TASK BRIEF: The required output is every entry below, copied exactly.

Point localization data:
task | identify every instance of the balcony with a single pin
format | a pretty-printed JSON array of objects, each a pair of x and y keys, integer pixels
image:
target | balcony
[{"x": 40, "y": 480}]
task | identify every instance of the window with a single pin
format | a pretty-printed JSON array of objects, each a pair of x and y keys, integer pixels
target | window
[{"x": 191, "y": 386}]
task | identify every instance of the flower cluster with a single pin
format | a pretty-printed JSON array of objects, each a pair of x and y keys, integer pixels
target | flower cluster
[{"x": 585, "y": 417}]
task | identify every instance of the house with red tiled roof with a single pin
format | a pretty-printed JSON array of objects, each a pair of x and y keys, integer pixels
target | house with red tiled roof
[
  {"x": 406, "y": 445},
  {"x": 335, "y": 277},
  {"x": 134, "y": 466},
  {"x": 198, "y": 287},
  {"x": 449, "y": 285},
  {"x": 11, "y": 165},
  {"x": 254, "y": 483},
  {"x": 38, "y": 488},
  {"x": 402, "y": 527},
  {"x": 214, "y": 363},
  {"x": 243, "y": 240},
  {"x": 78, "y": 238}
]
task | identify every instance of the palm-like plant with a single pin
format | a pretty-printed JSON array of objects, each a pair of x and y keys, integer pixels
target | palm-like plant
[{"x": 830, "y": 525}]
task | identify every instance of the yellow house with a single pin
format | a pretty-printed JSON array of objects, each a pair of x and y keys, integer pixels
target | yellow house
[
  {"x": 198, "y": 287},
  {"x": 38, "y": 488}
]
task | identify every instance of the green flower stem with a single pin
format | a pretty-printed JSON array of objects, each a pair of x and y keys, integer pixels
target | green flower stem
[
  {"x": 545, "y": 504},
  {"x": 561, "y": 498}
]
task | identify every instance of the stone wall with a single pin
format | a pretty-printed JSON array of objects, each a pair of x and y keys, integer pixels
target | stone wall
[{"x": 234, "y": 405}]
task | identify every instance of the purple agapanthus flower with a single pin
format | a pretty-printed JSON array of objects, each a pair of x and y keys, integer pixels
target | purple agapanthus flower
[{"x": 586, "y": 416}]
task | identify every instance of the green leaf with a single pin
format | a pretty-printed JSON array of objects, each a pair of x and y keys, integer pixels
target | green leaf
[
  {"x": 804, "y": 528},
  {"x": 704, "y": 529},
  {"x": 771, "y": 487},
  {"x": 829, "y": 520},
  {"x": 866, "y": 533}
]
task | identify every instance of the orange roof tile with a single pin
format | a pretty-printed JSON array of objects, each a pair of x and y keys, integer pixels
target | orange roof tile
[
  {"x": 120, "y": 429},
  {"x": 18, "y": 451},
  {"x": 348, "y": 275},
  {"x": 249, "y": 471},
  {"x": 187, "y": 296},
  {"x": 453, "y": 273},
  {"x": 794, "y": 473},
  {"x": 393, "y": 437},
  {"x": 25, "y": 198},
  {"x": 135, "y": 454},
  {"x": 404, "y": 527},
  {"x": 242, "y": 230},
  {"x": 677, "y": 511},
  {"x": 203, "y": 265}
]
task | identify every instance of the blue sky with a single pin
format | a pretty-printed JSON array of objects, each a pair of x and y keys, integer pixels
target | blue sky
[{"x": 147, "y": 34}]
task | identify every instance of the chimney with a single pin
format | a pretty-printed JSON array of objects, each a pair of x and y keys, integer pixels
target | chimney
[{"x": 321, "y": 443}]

THE ANSWER:
task | identify every instance of the balcony with a single pin
format | a pretty-printed JSON array of objects, each a pair of x and y keys, integer pixels
image:
target | balcony
[{"x": 40, "y": 480}]
task | identify every instance of the window with a single pin
format | a pretty-printed JSON array of objects, each a pair of x and y keys, integer pixels
target | window
[{"x": 191, "y": 386}]
task | identify every instance of the flower cluster with a single pin
format | a pretty-printed JSON array of objects, each a pair of x and y keys, integer pixels
target | flower cluster
[{"x": 585, "y": 417}]
task | identify every instance of the house with red tiled roof with a single pin
format | a pretty-printed JSON array of objects, each a pair of x and y keys, integer pixels
target | house with red tiled roof
[
  {"x": 406, "y": 445},
  {"x": 335, "y": 277},
  {"x": 134, "y": 466},
  {"x": 198, "y": 287},
  {"x": 449, "y": 285},
  {"x": 11, "y": 165},
  {"x": 254, "y": 483},
  {"x": 38, "y": 488},
  {"x": 402, "y": 527},
  {"x": 214, "y": 363},
  {"x": 243, "y": 240},
  {"x": 78, "y": 238}
]
task | identify every instance of the palm-like plant with a single pin
format | a pretty-printed JSON array of objects, each a pair of x and y keys, integer pixels
target | palm-like plant
[{"x": 830, "y": 525}]
task | identify every instance of the yellow house with a single pin
format | a pretty-printed JSON array of objects, each a pair of x and y keys, integer pixels
target | yellow house
[
  {"x": 198, "y": 287},
  {"x": 38, "y": 488}
]
task | identify every instance of the green flower stem with a single pin
format | a pretty-printed JSON array of objects, each a pair of x and y keys, integer pixels
target | green flower stem
[
  {"x": 545, "y": 504},
  {"x": 561, "y": 498}
]
task | identify every instance of the stone wall with a single pin
format | a pretty-printed JSON array of objects, each a pair of x and y keys, integer pixels
target | stone wall
[{"x": 234, "y": 405}]
task | identify every instance of the purple agapanthus flower with a single pin
format | a pretty-printed JSON array of objects, each a pair of x and y keys, integer pixels
target | purple agapanthus flower
[{"x": 586, "y": 416}]
task | identify every instance of the green leaf with a single pin
format | a pretty-printed JSON array of objects, each a pair of x and y keys, integer pixels
target | green leaf
[
  {"x": 804, "y": 528},
  {"x": 704, "y": 529},
  {"x": 771, "y": 487},
  {"x": 829, "y": 520},
  {"x": 866, "y": 533}
]
task | identify every instance of the orange roof tile with a single pin
format | a pretty-printed JSON array of objects, each a pair of x and y keys, integer pixels
target | orange roof tile
[
  {"x": 120, "y": 429},
  {"x": 18, "y": 451},
  {"x": 348, "y": 275},
  {"x": 249, "y": 471},
  {"x": 187, "y": 296},
  {"x": 453, "y": 273},
  {"x": 794, "y": 473},
  {"x": 393, "y": 437},
  {"x": 25, "y": 198},
  {"x": 135, "y": 454},
  {"x": 404, "y": 527},
  {"x": 242, "y": 230},
  {"x": 677, "y": 511},
  {"x": 203, "y": 265}
]
task | identify every instance of the blue sky with a single pin
format | a pretty-printed JSON array of objects, each a pair of x and y keys, integer pixels
target | blue sky
[{"x": 147, "y": 34}]
task | identify every instance of the chimney with a single pin
format | a pretty-printed JSON array of objects, each a pair of x and y keys, integer pixels
target | chimney
[{"x": 321, "y": 443}]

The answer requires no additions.